Por favor, copie do trecho sobre maconha medicinal tudo o que vai de "A doutora afirma" até "e serão beneficiados.", substituindo "ativismo" por "militância".

TRECHO DO TEXTO:
>>>>>
A partir disso, para ela, a informação será o principal caminho para uma mudança que atinja a todos, da população em geral aos tomadores de decisões.
“Precisamos dar liberdade para as pessoas falarem. É básico e está dentro da descriminalização. Isso é essencial para que a gente possa construir novos conceitos em relação à planta. Precisamos educar as pessoas sobre para que serve a maconha. Precisamos construir uma nova política de droga, que é fundamental para evolução da sociedade”, afirma Aboin.
Já Monique Oliveira lembra que ainda é preciso cautela. "Ter uma percepção super valorizadora da cannabis, como se fosse benéfica para tudo, ou uma percepção de que não serve pra nada, não é bem assim. Para quê serve, para quem serve, como serve?", indaga.
A doutora afirma que, para além do ativismo, é preciso definir objetivos e lutar por evidências. Afinal, o que esperamos da maconha medicinal? É por meio da ciência que a saúde, como um todo, e pacientes encontrarão respostas e serão beneficiados.
“Quando a gente sai de um debate um pouco mais polarizante e chega a pensar nos nossos objetivos, pensar no que a gente quer alcançar e quais são os riscos para cada situação, a gente consegue um debate que ajuda melhor as pessoas”.
<<<<<
DADOS BRUTOS:
>>>>>
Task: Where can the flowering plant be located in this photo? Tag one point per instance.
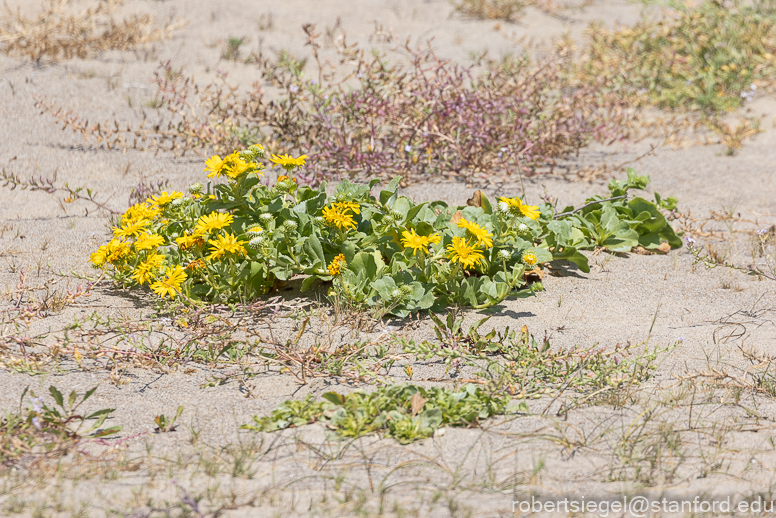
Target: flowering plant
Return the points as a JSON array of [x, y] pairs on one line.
[[235, 240]]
<<<<<
RESULTADO DO EXERCÍCIO:
A doutora afirma que, para além do militância, é preciso definir objetivos e lutar por evidências. Afinal, o que esperamos da maconha medicinal? É por meio da ciência que a saúde, como um todo, e pacientes encontrarão respostas e serão beneficiados.